• **Written exercise 1**
Reproduce the passage of the GaussianHMM thread starting with "This would almost" and going on through "X = np.column_stack([diff, volume])".
• **Written exercise 2**
How many lines of the rows contain the string "segment", with case counting? Give only the number.

• **Excerpted text**

= = = = = = =

Confused about X in GaussianHMM.fit([X])

1.9k views Asked by At

With this code:

X = numpy.array(range(0,5))
model = GaussianHMM(n_components=3,covariance_type='full', n_iter=1000)
model.fit([X])

I get

tuple index out of range 
self.n_features = obs[0].shape[1]

So what are you supposed to pass .fit() exactly? The hidden states AND emissions in a tuple? If so in what order? The documentation is less than helpful.

I noticed it likes being passed tuples as this does not give an error:

X = numpy.column_stack([range(0,5),range(0,5)])
model = GaussianHMM(n_components=3,covariance_type='full', n_iter=1000)
model.fit([X])

Edit:

Let me clarify a bit, the documentation indicates that the ordinality of the array must be:

List of array-like observation sequences (shape (n_i, n_features)).

This would almost indicate that you pass a tuple for each sample that indicates in a binary fashion which observations are present. However their example indicates otherwise:

# pack diff and volume for training
X = np.column_stack([diff, volume])

hence the confusion

2

There are 2 answers

0
Brooks On

It would appear the GaussianHMM function is for multivariate-emission-only HMM problems, hence the requirement to have >1 emission vectors. When the documentation refers to 'n_features' they are not referring to the number of ways emissions can express themselves but the number of orthogonal emission vectors.

Hence, "features" (the orthogonal emission vectors) are not to be confused with "symbols" which, in sklearn's parlance (which is likely shared with the greater hmm community for all I know), refer to what actual unique values the system is capable of emitting.

For univariate emission-vector problems, use MultinomialHMM.

Hope that clarifies for anyone else who want to use this stuff without becoming the world's foremost authority on HMMs :)

0
dixon1e On

I realize this is an old thread but the problem in the example code is still there. I believe the example is now at this link and still giving the same error:

tuple index out of range 
self.n_features = obs[0].shape[1]

The offending line of code is: model = GaussianHMM(n_components=5, covariance_type="diag", n_iter=1000).fit(X)

Which should be: model = GaussianHMM(n_components=5, covariance_type="diag", n_iter=1000).fit([X])

= = = = = = =

• **Material shown**
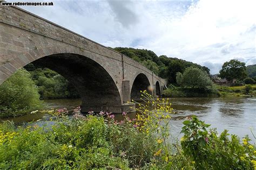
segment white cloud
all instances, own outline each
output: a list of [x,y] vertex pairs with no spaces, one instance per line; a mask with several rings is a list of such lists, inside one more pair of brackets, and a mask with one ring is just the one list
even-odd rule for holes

= = = = = = =

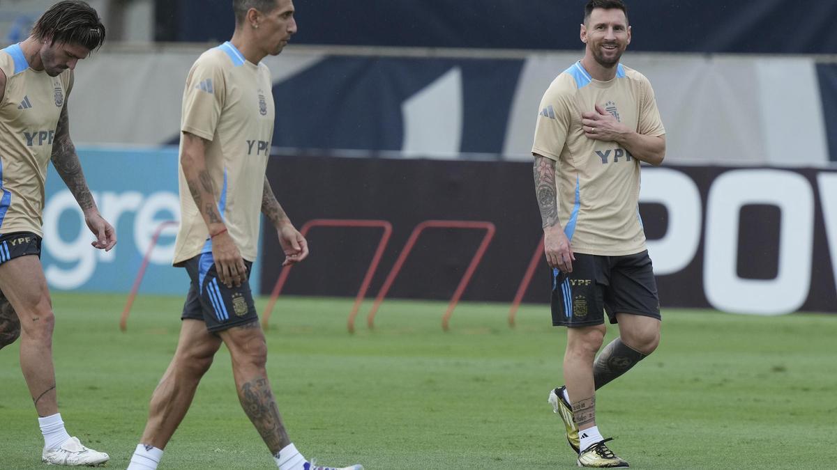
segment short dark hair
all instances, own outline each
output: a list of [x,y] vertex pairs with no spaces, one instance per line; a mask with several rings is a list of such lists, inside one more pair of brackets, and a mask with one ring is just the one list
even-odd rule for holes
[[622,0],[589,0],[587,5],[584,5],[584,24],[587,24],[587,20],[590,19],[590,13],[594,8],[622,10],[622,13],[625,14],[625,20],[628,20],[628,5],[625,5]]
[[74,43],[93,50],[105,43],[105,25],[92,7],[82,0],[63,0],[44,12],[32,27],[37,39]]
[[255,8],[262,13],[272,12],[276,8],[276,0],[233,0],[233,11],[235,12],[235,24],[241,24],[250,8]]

= = = = = = =

• **Written reply 1**
This would almost indicate that you pass a tuple for each sample that indicates in a binary fashion which observations are present. However their example indicates otherwise:

# pack diff and volume for training
X = np.column_stack([diff, volume])

• **Written reply 2**
2